§ **Exercise goal**: Copy the data again word for word, starting at the first line and stopping after the line that contains "column 239, row 86".

..............................

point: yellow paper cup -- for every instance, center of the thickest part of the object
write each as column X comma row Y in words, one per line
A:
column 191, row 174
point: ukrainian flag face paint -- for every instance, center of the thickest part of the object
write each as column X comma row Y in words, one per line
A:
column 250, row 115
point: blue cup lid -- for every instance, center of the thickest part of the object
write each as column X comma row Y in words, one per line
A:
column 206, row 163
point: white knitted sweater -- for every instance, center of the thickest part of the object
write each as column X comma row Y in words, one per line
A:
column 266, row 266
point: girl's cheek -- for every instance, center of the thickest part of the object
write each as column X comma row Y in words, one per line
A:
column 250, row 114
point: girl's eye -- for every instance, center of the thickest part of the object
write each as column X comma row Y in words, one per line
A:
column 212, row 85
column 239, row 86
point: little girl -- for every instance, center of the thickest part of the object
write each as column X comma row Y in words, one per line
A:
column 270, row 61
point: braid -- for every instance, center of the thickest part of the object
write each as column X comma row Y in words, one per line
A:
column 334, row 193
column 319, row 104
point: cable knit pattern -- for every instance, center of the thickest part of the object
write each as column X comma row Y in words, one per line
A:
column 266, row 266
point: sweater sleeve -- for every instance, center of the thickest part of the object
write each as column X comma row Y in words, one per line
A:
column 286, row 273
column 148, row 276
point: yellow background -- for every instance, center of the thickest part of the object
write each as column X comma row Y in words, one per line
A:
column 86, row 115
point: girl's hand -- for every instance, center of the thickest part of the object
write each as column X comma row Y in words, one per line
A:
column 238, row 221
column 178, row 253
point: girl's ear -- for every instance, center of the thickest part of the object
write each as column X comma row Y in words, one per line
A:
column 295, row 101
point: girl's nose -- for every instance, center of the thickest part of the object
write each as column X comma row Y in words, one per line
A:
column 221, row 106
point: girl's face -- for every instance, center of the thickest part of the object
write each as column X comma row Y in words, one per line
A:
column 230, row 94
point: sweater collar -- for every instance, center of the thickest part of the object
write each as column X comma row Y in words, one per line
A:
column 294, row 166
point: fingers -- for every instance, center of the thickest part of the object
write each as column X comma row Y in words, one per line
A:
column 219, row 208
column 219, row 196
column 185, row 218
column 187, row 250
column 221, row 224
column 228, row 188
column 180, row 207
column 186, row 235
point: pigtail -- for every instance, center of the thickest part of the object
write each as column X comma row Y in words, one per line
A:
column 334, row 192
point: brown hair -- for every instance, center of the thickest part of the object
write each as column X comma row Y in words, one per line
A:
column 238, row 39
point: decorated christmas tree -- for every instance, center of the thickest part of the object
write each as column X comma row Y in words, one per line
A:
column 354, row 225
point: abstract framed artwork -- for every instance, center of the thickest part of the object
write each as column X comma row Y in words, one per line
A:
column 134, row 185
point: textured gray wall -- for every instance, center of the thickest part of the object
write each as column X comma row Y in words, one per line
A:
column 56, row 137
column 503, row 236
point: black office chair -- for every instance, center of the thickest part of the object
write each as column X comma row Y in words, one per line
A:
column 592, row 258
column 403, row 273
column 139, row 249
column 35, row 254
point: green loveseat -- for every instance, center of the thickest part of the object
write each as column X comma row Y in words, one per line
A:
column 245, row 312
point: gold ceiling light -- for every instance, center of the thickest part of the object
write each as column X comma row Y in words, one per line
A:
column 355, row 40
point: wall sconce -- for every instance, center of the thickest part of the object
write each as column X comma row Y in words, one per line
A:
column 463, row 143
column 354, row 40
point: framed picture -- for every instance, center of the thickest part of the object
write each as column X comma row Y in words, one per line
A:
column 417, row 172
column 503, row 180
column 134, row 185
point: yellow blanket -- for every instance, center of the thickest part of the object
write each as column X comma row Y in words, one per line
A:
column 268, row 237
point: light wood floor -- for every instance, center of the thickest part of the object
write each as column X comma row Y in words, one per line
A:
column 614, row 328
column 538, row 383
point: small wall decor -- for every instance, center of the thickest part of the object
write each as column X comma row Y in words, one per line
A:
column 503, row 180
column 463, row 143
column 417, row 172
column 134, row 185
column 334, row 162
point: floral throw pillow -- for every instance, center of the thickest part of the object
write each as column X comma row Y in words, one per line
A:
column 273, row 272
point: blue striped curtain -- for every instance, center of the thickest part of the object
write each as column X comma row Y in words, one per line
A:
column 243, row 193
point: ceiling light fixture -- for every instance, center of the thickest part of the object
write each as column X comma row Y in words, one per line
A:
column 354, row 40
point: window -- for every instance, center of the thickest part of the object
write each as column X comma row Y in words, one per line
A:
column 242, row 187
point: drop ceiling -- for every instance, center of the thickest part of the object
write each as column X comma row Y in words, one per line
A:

..............................

§ **Complete output**:
point: yellow paper cup -- for every instance, center of the thickest part of the object
write each as column X comma row Y in words, one per line
A:
column 191, row 174
point: ukrainian flag face paint -- for every instance, center of the thickest part of the object
write each as column X comma row Y in words, one per line
A:
column 250, row 115
point: blue cup lid -- for every instance, center of the thickest part of the object
write each as column X comma row Y in words, one per line
A:
column 206, row 163
point: white knitted sweater -- for every instance, center of the thickest part of the object
write each as column X comma row Y in words, one per line
A:
column 266, row 266
point: girl's cheek -- for every instance, center of the thickest part of the object
write each as column X comma row Y in words, one per line
A:
column 250, row 114
point: girl's eye -- for every instance, center of the thickest part of the object
write each as column X comma row Y in words, one per line
A:
column 212, row 85
column 239, row 86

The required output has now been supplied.